■ **TEXT PASSAGE**
-----
All told, at least 3.2 million fewer fish than were expected came to spawn this year. The shortfall will end up costing the provincial salmon industry an estimated $60 million (Canadian; US$44 million) or 15 percent of expected revenues. The ecological damage is harder to estimate, though some biologists say to rebuild the stock will require a decade of reduced fishing quotas.
Until this year, Canadian salmon stocks were at their highest levels since the 1970s. Canada had limited the catch in recent decades to allow populations decimated in the 1950s to rebuild. But this spring, after salmon quota talks with the US fell apart, Canada began slapping surcharges on US fishing boats entering Canadian waters. It later lifted the fees, but the fish war had begun.
Still angry over Alaskan fishermens' growing annual haul of Canada-bound salmon, Canada's federal government - in consultation with industry - decided to limit the number of salmon caught by US fishermen in the border waters of the Juan de Fuca strait, north of Seattle.
-----
■ **WHAT NEEDS TO BE DONE**
Continue the passage on the Canada–US salmon dispute, starting right after its last sentence.

■ **GIVEN DATA**
-----
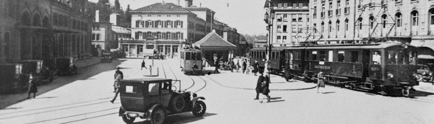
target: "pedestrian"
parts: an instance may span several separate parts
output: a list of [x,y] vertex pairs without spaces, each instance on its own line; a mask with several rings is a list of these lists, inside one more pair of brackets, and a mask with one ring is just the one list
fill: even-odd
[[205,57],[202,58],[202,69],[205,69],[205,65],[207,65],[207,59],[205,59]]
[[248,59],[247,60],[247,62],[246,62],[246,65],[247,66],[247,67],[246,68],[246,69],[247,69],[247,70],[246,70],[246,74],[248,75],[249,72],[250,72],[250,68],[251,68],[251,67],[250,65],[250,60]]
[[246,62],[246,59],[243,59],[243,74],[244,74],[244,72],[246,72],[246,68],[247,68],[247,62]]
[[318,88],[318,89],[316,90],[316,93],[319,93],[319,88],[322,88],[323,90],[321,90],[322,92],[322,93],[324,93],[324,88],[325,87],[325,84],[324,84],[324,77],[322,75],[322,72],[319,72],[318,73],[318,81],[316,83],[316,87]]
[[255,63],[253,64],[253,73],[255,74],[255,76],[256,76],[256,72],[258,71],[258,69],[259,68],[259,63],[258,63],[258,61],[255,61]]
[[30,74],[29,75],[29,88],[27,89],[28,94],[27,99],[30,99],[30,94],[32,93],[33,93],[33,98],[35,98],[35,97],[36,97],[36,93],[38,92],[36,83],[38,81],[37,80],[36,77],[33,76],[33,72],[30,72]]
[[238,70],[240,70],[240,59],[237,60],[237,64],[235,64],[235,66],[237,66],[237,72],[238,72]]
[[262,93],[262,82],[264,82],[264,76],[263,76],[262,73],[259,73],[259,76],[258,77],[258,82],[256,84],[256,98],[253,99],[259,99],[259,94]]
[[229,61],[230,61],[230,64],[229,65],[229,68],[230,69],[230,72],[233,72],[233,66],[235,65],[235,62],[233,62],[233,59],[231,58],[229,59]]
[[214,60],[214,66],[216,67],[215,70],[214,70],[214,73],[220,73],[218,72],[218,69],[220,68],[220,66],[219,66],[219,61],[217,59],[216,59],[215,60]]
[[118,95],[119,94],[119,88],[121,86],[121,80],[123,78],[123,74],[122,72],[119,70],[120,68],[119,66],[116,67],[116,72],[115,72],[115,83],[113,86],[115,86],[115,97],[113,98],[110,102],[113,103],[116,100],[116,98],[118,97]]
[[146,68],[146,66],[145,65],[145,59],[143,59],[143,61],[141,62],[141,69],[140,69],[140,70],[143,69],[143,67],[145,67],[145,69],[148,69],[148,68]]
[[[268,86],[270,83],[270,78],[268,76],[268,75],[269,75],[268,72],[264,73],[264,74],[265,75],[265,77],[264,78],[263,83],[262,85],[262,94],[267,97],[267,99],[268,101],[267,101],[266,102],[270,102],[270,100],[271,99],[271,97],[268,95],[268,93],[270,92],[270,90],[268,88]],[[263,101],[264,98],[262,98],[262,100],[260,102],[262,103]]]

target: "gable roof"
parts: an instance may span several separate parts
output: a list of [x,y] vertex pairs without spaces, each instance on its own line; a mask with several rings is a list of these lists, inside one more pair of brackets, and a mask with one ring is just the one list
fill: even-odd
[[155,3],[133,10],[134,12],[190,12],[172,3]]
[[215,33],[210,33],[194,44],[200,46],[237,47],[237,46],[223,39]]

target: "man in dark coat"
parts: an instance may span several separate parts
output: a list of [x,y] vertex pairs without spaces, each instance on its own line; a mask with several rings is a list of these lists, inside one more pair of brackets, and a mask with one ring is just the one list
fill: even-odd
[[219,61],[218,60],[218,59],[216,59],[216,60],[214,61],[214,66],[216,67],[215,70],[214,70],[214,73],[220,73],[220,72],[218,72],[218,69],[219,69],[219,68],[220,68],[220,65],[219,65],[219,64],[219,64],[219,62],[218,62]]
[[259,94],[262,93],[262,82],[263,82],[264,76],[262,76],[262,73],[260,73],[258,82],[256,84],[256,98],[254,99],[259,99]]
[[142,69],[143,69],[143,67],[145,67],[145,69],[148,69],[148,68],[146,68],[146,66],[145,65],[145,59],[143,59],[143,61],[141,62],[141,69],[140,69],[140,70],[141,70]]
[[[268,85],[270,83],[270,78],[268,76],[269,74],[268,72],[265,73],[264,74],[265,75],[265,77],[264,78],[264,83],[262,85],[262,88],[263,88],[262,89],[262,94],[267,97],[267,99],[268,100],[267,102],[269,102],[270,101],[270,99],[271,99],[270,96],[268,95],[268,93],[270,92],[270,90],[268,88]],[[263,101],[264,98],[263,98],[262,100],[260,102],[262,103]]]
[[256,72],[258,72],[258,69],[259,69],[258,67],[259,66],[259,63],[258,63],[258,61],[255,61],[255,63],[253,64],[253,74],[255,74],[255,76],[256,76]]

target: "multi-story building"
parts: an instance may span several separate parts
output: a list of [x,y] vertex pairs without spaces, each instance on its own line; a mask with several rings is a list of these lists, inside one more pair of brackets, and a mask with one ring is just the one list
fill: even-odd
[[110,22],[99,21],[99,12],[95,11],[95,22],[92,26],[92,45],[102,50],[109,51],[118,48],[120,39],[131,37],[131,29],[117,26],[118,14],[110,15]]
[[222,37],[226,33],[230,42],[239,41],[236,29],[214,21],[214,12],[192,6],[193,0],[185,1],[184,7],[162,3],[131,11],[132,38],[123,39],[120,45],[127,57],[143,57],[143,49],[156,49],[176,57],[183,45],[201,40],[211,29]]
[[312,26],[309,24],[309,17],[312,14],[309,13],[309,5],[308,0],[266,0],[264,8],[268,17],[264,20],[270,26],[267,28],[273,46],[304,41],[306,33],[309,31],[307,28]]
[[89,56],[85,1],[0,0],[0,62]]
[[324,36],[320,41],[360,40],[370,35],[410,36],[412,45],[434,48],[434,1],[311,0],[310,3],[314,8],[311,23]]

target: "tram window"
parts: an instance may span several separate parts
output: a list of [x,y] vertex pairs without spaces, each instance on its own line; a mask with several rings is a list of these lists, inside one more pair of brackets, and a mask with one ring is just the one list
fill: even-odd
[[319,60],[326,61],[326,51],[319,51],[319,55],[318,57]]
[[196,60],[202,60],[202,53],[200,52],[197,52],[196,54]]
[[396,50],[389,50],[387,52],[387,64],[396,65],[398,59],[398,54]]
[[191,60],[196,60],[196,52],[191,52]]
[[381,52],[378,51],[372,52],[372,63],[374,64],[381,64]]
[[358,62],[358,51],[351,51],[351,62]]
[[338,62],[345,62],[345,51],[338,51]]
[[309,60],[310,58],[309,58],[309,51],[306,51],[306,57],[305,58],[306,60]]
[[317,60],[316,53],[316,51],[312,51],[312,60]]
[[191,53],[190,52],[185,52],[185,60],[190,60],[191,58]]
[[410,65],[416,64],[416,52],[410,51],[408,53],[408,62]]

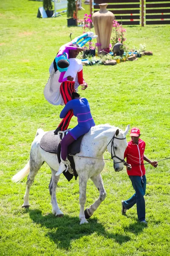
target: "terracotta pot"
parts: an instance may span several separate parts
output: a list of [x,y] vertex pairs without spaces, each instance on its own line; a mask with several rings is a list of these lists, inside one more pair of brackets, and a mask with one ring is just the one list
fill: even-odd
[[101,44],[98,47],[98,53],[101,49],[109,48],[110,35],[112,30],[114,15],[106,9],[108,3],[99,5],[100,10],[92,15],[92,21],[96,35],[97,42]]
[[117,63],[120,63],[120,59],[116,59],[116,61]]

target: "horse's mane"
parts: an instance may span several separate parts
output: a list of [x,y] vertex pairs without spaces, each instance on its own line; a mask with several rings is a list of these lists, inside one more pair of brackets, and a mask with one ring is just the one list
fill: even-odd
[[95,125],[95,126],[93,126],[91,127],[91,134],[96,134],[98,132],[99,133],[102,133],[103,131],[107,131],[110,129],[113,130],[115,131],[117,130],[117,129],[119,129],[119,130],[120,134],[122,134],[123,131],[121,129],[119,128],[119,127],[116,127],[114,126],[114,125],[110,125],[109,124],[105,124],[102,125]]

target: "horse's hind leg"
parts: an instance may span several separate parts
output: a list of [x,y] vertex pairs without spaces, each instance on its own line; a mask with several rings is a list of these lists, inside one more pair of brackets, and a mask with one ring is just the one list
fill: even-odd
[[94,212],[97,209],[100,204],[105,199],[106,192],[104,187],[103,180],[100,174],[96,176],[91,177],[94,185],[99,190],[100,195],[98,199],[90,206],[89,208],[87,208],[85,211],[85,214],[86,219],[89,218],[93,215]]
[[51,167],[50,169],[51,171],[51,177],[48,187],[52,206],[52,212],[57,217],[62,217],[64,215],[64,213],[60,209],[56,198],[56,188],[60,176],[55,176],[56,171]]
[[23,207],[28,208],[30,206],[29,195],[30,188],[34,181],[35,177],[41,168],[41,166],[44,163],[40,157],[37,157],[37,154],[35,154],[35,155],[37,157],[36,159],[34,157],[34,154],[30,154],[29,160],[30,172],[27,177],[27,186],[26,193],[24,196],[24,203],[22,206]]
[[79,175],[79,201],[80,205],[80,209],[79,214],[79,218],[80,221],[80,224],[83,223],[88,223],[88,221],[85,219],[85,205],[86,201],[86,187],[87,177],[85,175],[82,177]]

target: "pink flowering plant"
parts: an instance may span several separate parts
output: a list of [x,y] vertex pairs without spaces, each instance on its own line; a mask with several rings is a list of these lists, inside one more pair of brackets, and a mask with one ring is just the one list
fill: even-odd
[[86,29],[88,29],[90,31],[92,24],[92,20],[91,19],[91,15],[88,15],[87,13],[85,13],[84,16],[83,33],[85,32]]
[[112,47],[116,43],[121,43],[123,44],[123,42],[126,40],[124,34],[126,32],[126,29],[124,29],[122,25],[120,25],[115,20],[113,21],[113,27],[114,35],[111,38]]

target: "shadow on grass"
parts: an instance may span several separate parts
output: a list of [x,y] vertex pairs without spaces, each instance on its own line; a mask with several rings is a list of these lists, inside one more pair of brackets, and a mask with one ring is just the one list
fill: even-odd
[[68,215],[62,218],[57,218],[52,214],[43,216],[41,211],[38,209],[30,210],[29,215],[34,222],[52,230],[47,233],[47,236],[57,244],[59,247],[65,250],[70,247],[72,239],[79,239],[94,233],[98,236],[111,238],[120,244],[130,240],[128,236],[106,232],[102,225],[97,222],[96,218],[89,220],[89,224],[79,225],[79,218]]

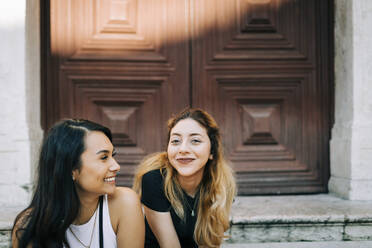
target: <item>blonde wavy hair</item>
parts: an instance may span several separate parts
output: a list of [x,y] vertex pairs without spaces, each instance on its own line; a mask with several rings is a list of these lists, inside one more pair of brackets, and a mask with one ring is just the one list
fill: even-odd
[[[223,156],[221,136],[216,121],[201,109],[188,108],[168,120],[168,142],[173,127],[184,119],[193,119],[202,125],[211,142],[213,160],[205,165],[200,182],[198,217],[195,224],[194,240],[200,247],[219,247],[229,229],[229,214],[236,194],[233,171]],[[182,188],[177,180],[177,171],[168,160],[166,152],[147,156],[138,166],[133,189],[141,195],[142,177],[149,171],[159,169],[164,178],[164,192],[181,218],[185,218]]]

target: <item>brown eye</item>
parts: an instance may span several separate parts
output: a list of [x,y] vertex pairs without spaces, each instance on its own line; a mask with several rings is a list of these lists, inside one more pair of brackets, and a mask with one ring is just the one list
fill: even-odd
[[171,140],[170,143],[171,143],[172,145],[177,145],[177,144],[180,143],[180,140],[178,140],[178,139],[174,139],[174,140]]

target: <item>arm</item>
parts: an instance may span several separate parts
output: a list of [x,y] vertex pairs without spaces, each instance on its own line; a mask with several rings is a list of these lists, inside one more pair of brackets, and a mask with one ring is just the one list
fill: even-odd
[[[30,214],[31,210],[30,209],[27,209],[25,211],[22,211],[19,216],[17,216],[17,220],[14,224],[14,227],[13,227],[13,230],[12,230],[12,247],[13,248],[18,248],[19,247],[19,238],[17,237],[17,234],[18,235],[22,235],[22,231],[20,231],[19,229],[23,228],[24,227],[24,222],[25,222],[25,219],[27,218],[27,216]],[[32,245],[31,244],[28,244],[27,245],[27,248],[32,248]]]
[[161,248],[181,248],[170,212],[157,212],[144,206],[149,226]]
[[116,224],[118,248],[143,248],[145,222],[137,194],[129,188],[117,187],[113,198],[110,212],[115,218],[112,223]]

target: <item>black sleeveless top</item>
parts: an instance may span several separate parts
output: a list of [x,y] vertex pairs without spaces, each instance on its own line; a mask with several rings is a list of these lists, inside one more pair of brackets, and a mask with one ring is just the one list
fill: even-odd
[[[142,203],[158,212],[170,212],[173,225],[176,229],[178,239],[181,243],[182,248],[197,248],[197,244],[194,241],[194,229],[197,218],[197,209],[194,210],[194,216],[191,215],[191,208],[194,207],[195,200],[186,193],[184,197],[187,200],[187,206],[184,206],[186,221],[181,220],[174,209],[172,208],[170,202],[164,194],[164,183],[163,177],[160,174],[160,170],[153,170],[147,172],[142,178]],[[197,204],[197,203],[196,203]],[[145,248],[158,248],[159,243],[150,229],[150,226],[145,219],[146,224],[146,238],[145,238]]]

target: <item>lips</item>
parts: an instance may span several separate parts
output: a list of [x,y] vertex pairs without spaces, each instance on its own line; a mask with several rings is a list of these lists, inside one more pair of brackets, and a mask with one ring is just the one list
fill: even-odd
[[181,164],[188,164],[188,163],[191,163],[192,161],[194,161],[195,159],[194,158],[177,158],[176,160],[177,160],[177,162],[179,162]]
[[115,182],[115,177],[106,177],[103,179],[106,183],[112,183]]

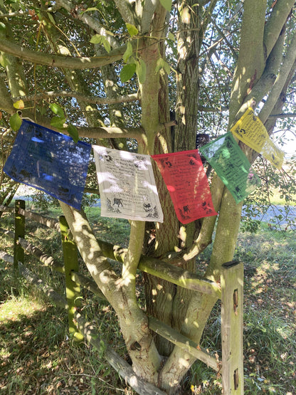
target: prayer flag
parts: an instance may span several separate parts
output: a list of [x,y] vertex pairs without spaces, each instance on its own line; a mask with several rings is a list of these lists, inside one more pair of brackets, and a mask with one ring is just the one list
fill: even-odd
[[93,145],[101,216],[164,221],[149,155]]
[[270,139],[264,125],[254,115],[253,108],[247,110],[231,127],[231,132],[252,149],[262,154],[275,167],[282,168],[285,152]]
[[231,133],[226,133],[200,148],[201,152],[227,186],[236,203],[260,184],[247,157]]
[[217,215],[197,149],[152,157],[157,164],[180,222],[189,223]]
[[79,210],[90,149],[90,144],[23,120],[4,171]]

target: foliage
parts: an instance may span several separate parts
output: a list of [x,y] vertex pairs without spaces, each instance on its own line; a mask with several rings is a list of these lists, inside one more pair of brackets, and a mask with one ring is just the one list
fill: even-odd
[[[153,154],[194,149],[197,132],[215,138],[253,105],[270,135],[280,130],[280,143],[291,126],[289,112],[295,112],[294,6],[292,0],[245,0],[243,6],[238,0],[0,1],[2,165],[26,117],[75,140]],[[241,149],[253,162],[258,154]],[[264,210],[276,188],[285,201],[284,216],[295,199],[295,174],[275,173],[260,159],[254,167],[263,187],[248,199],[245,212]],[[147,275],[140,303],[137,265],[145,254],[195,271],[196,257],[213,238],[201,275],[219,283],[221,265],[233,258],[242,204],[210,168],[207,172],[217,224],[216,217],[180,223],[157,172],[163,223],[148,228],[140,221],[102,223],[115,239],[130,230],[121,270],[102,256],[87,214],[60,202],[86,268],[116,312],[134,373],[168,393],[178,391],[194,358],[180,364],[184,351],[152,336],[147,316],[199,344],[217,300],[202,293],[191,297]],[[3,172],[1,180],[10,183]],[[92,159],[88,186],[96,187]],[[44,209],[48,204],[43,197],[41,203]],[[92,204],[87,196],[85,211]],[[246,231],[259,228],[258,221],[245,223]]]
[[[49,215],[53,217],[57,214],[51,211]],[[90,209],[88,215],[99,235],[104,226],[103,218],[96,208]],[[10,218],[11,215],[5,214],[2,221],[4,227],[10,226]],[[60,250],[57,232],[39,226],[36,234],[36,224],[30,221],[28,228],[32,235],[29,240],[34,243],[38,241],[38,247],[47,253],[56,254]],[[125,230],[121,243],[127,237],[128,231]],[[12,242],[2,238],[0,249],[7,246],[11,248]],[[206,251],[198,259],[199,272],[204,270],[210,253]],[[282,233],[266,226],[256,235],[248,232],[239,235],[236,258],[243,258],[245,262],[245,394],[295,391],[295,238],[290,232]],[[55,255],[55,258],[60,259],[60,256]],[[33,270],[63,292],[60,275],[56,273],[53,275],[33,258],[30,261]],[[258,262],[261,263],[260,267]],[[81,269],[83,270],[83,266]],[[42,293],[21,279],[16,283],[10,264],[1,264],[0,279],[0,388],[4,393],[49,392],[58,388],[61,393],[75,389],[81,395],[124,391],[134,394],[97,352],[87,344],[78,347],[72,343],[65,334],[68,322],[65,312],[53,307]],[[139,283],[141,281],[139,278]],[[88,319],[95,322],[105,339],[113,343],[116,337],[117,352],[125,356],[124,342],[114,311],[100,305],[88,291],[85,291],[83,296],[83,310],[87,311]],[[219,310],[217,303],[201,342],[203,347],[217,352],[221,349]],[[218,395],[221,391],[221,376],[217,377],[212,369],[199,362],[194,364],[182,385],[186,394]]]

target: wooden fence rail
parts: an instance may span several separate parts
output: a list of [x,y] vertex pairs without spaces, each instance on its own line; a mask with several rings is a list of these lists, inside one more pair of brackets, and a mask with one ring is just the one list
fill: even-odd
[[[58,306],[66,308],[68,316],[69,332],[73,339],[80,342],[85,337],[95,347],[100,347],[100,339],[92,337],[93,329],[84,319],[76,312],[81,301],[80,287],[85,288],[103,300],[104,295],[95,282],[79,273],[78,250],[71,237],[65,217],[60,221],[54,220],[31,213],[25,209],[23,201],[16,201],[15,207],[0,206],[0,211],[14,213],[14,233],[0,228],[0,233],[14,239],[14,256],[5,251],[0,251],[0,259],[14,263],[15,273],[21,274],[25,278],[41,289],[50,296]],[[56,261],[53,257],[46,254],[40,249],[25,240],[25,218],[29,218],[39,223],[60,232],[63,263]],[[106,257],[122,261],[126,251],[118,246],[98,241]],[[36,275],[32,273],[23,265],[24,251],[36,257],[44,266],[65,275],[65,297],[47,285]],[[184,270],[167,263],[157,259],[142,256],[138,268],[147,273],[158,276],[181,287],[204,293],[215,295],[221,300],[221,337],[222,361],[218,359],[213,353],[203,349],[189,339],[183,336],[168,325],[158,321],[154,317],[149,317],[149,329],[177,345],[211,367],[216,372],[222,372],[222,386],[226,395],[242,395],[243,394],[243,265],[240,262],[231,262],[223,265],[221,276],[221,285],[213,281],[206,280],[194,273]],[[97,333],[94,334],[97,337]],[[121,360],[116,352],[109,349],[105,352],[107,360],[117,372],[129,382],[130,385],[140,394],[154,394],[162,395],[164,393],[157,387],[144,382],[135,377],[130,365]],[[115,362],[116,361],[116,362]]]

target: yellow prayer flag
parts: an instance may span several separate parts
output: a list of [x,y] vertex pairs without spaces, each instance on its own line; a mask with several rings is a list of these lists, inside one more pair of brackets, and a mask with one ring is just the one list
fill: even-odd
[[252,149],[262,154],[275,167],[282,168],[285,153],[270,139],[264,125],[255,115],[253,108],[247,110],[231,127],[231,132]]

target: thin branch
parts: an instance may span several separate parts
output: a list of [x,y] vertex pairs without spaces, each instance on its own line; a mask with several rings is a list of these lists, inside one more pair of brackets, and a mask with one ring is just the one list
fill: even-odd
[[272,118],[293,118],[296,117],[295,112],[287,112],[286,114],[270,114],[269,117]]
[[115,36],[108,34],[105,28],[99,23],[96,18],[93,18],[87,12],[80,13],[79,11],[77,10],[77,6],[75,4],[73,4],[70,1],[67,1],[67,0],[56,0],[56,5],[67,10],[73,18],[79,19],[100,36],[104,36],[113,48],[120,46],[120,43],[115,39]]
-----
■ **REPLY**
``There will be an aggressive fishing strategy,'' Canadian Fisheries Minister Brian Tobin said in June. ``We will fish in a manner that will seek to maximize the benefits to Canadians and where possible ... to minimize the [commercial] benefits to American fishermen.'' The idea apparently backfired. In pounding the US, Canadian salmon stocks were hammered too. Now, the finger pointing has begun.
``Sockeye had their best [ocean] survival rate in history,'' says Carl Walters, a University of British Columbia biologist. ``The Adams River run this year was going to be bigger than forecast - and the fish came in good numbers. They just got clobbered by the [Canadian] commercial fleet.''
While many blame government mismanagement for allowing too many fish to be caught by Canadian fishermen, sources say the government is pointing fingers at the Pacific Salmon Commission (PSC), a US-Canadian body that estimates returning salmon stocks. The commission uses a sonar counter some say is inaccurate, though PSC biologists dispute this.